▸ BLOQUE DE TEXTO:
-------

Desde entonces durante las noches de Navidad aparecen preciosas figuritas esculpidas bajo las almohadas de los niños de Euskalherria. Y en la Nochebuena, Olentzero entra al pueblo acompañado de su perrito Kaxkuli, que mueve el rabo y sonríe, si es que eso es posible para un perro. Viene con un carro tirado por un pottoka, repleto de regalos y juguetes para los niños, y en su mirada limpia, el calor de mil soles que templa los corazones de los más viejos. Solo saca la pipa de su boca para tocar una bella canción con un txistu de acebo y que todos conocen. Y tras saludar a las gentes se mete en la taberna donde bebe algunos vinos de más, sentado junto al fuego. Y entre carcajadas y buenos deseos  todas las buenas gentes cantan con él aquello de:

“Olentzero buru handia
entendimentuz jantzia
bart arratsean edan omen du
bost arrobako zagia.”

 Olentzero en Lesaka.

-------

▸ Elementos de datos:
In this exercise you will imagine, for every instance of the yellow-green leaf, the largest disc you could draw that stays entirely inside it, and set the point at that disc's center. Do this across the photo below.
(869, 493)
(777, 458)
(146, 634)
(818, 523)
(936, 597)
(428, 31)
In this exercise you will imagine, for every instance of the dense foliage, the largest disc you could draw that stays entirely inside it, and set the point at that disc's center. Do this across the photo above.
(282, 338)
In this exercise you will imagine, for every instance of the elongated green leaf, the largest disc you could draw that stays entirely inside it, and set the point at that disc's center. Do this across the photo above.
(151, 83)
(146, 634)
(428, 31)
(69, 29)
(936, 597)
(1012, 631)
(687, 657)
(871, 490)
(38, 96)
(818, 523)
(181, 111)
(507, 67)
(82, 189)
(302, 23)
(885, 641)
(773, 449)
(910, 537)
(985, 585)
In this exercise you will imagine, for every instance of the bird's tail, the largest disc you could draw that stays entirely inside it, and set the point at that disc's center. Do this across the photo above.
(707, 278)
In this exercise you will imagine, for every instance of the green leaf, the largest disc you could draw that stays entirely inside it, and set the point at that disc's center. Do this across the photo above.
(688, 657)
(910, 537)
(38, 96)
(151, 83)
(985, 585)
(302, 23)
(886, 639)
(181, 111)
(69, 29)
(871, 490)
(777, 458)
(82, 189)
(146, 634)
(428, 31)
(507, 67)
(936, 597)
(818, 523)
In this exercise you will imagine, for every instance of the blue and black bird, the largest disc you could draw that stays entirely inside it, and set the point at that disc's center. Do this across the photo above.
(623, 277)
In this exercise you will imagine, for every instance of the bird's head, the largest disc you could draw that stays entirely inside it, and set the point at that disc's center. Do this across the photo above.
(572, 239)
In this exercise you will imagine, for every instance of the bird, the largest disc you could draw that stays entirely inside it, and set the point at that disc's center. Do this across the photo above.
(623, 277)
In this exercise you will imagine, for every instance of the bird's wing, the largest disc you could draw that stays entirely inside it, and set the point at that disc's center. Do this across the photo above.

-------

▸ POR HACER:
1 - Resume en dos oraciones el texto sobre Olentzero.
2 - Convierte en una lista breve el párrafo del texto sobre Olentzero que empieza con "Desde entonces durante las noches de Navidad", sin perder sus datos principales.
El material no tiene ningún papel en esto.

▸ RESPUESTAS:
1 - Desde entonces, en las noches de Navidad aparecen figuritas esculpidas bajo las almohadas de los niños de Euskalherria, y en Nochebuena Olentzero entra al pueblo con su perrito Kaxkuli y un carro tirado por un pottoka, repleto de regalos y juguetes. Tras tocar una canción con un txistu de acebo y saludar a la gente, bebe algunos vinos de más en la taberna junto al fuego, y todos cantan con él.

2 -
- En las noches de Navidad aparecen figuritas esculpidas bajo las almohadas de los niños de Euskalherria.
- En Nochebuena, Olentzero entra al pueblo con su perrito Kaxkuli.
- Trae un carro tirado por un pottoka, lleno de regalos y juguetes para los niños.
- Solo se quita la pipa de la boca para tocar con un txistu de acebo una canción que todos conocen.
- Después de saludar a la gente, entra en la taberna y bebe algunos vinos de más junto al fuego.
- Entre carcajadas y buenos deseos, la gente canta con él.